● Pointing entries for named objects

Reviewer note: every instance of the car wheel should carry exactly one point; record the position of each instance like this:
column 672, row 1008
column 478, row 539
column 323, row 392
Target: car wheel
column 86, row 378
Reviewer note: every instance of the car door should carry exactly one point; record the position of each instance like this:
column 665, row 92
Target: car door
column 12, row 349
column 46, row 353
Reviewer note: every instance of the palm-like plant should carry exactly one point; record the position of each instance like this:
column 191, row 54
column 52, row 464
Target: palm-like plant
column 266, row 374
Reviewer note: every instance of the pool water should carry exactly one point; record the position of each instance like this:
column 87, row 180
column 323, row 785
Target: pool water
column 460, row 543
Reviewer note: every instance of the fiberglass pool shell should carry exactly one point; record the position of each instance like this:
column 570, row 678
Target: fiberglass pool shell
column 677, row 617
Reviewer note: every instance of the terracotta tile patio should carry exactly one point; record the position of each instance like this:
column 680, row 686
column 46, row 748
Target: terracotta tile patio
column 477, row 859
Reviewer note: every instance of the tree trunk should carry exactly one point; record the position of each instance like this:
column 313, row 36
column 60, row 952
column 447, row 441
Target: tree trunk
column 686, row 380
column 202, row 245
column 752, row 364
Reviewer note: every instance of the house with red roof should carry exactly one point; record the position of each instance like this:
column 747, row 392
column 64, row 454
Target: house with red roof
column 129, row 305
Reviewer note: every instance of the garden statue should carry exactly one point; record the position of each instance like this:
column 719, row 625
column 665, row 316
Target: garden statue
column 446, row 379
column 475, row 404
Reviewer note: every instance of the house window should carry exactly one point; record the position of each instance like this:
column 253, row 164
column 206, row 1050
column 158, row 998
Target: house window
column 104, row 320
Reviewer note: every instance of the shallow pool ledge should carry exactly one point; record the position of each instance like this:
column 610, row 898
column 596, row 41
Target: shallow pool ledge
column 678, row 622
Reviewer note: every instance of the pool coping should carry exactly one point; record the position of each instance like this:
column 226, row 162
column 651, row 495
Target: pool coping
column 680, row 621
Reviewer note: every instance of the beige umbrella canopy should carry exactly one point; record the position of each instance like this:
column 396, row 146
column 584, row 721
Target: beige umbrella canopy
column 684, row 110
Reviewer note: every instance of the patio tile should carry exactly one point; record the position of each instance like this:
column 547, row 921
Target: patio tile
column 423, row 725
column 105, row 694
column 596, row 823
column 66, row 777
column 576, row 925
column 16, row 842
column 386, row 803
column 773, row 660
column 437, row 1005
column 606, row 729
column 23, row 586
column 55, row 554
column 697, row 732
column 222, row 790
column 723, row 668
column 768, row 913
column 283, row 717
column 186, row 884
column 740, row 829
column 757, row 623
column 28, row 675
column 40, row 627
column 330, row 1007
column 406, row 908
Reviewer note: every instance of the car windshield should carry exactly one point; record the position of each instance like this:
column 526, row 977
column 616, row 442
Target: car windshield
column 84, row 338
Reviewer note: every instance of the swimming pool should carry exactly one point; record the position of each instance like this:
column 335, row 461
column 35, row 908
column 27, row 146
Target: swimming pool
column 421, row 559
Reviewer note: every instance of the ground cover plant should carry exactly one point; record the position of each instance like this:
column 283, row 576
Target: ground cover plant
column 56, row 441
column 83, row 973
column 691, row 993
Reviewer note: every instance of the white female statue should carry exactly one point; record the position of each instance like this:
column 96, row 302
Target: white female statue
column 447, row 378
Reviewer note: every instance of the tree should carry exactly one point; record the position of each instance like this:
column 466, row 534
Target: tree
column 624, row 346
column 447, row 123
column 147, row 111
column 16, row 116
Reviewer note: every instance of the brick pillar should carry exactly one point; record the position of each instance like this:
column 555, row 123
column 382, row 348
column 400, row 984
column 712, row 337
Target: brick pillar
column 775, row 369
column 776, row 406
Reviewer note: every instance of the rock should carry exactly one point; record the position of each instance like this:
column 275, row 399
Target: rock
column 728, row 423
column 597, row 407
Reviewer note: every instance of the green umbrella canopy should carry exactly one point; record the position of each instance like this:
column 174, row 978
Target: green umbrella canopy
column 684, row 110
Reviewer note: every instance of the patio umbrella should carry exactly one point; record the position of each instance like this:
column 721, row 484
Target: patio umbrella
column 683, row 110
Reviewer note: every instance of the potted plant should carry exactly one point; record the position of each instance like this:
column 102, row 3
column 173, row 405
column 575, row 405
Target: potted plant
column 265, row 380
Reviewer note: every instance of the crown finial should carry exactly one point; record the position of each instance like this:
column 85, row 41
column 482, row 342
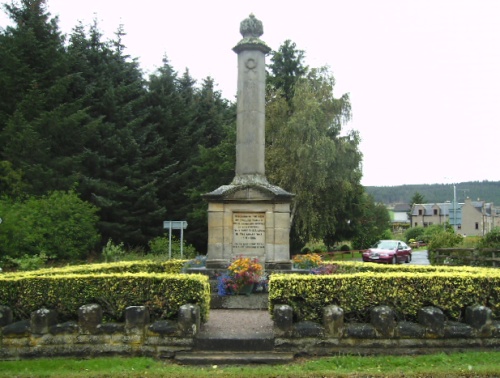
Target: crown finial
column 251, row 27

● EXERCISE TASK
Render every line of the items above as a Markdown table with two columns, Row for the row number and Line for the text, and omit blank lines. Leave the pictures out of the table.

● ANSWER TO THE TASK
| Row | Line |
|---|---|
| 1 | Reviewer note: every instance of the car wheel should carry exactly one point; record the position of each instance like this: |
| 2 | column 672, row 1008 |
| 3 | column 478, row 539 |
| 4 | column 323, row 392 |
| 5 | Target: car wheel |
| 6 | column 86, row 378 |
| 7 | Reviewer note: every instance of the car door should carry exactly one point; record the position of each instance like this: |
| 8 | column 665, row 92 |
| 9 | Target: car door |
| 10 | column 12, row 349 |
| 11 | column 46, row 353 |
| 12 | Reviewer note: every instance of the palm-like plant should carry exactly one point; record the position of each instance like this: |
| 13 | column 191, row 54 |
| 14 | column 52, row 464 |
| 15 | Target: palm-like plant |
| 16 | column 266, row 374 |
| 17 | Reviewer note: every instance of the pool water should carry exactly one point; record the position of each instance like this: |
| 18 | column 87, row 180 |
| 19 | column 323, row 785 |
| 20 | Target: pool water |
| 21 | column 460, row 543 |
| 22 | Reviewer note: every instance of the fiberglass pool shell should carry exactly one point; record the position of each instance like this: |
| 23 | column 570, row 678 |
| 24 | Target: fiberglass pool shell |
| 25 | column 677, row 617 |
| 26 | Reviewer note: every instance of the terracotta tile patio should carry exactly one point; record the position of each instance like this: |
| 27 | column 680, row 686 |
| 28 | column 46, row 748 |
| 29 | Target: terracotta tile patio |
| 30 | column 477, row 859 |
| 31 | Reviewer note: every instance of the tree trunk should carry exactly one point; record the position of each instance like this: |
| 32 | column 313, row 36 |
| 33 | column 60, row 952 |
| 34 | column 447, row 441 |
| 35 | Target: tree trunk |
| 36 | column 686, row 380 |
| 37 | column 202, row 245 |
| 38 | column 752, row 364 |
| 39 | Reviewer note: every instance of the house with red roof should carry exactly one point; record the position of each instance like this: |
| 40 | column 747, row 392 |
| 41 | column 64, row 454 |
| 42 | Target: house with red roof |
| 43 | column 129, row 305 |
| 44 | Reviewer note: every instance of the garden statue should carry exactly one point; record the position of each instance like this: |
| 45 | column 719, row 625 |
| 46 | column 665, row 316 |
| 47 | Target: garden statue |
| 48 | column 446, row 379 |
| 49 | column 475, row 404 |
| 50 | Reviewer note: every instance of the house window should carry exactly one point; record the position of each instance like this: |
| 51 | column 253, row 164 |
| 52 | column 206, row 1050 |
| 53 | column 158, row 998 |
| 54 | Target: house window |
| 55 | column 104, row 320 |
| 56 | Reviewer note: every instance of the shallow pool ledge should carry exactly one point; record the position of each instance like this: |
| 57 | column 610, row 898 |
| 58 | column 596, row 41 |
| 59 | Target: shallow pool ledge |
| 60 | column 678, row 622 |
| 61 | Reviewer note: every instance of the pool coping should carry exactly one point; record the position of each instance like this: |
| 62 | column 226, row 162 |
| 63 | column 651, row 495 |
| 64 | Target: pool coping |
| 65 | column 680, row 621 |
| 66 | Reviewer note: every instance of the beige umbrella canopy should carry exactly one point; record the position of each instance like this: |
| 67 | column 396, row 146 |
| 68 | column 584, row 721 |
| 69 | Target: beige umbrella canopy |
| 70 | column 684, row 110 |
| 71 | Reviewer note: every instance of the patio tile should carry exactly one point; record the position of each instance like this: |
| 72 | column 547, row 921 |
| 73 | Target: patio tile |
| 74 | column 423, row 725 |
| 75 | column 105, row 694 |
| 76 | column 596, row 823 |
| 77 | column 66, row 777 |
| 78 | column 576, row 925 |
| 79 | column 16, row 842 |
| 80 | column 386, row 803 |
| 81 | column 773, row 660 |
| 82 | column 437, row 1005 |
| 83 | column 606, row 729 |
| 84 | column 23, row 586 |
| 85 | column 55, row 554 |
| 86 | column 697, row 732 |
| 87 | column 222, row 790 |
| 88 | column 723, row 668 |
| 89 | column 768, row 913 |
| 90 | column 283, row 717 |
| 91 | column 186, row 884 |
| 92 | column 740, row 829 |
| 93 | column 757, row 623 |
| 94 | column 28, row 675 |
| 95 | column 40, row 627 |
| 96 | column 330, row 1007 |
| 97 | column 406, row 908 |
| 98 | Reviewer note: every instance of the car windshield should carry exactly one point; record the position of each instance like this: |
| 99 | column 526, row 977 |
| 100 | column 616, row 442 |
| 101 | Target: car windshield |
| 102 | column 84, row 338 |
| 103 | Reviewer note: every instance of the swimming pool should carry exactly one point; record the position of each instance like this: |
| 104 | column 335, row 461 |
| 105 | column 35, row 908 |
| 106 | column 27, row 146 |
| 107 | Target: swimming pool |
| 108 | column 421, row 559 |
| 109 | Reviewer note: every instance of the ground cover plant should carry exactly one point; record the position of each instance like this: |
| 110 | column 283, row 576 |
| 111 | Target: ground cover plant |
| 112 | column 56, row 441 |
| 113 | column 83, row 973 |
| 114 | column 691, row 993 |
| 115 | Reviewer note: every instance of the white female statue should carry exactly one point; record the position of each instance like this: |
| 116 | column 96, row 302 |
| 117 | Target: white female statue |
| 118 | column 447, row 378 |
| 119 | Reviewer note: every instance of the tree should carry exactly one point; record the position of each instance like this: |
| 120 | column 466, row 534 |
| 121 | Target: tree |
| 122 | column 624, row 346 |
| 123 | column 447, row 123 |
| 124 | column 147, row 111 |
| 125 | column 16, row 116 |
| 126 | Reviewer note: every instance of the brick pillar should carry exactly one point; record the position of each instance like this: |
| 127 | column 555, row 123 |
| 128 | column 382, row 348 |
| 129 | column 400, row 984 |
| 130 | column 712, row 337 |
| 131 | Target: brick pillar |
| 132 | column 775, row 369 |
| 133 | column 776, row 406 |
| 134 | Reviewer note: every instance of the rock should carry exactly one point; record the position of each instance like this: |
| 135 | column 275, row 399 |
| 136 | Target: rock |
| 137 | column 728, row 423 |
| 138 | column 597, row 407 |
| 139 | Reviewer note: every instance of the green umbrella canopy should carry exactly one point; record the position of each instance like this: |
| 140 | column 174, row 978 |
| 141 | Target: green umbrella canopy |
| 142 | column 684, row 110 |
| 143 | Reviewer note: every instance of the patio umbrella should carry exactly one point; record the position of each instance like this: |
| 144 | column 721, row 484 |
| 145 | Target: patio umbrella |
| 146 | column 683, row 110 |
| 147 | Reviewer note: every instance of the potted plant should carry exactly one point; record the position of each instance like this: |
| 148 | column 102, row 3 |
| 149 | column 173, row 405 |
| 150 | column 575, row 405 |
| 151 | Target: potted plant |
| 152 | column 265, row 380 |
| 153 | Reviewer note: every instance of the crown finial should carry exactly one point; record the position of each instance like this: |
| 154 | column 85, row 41 |
| 155 | column 482, row 342 |
| 156 | Target: crown finial |
| 157 | column 251, row 27 |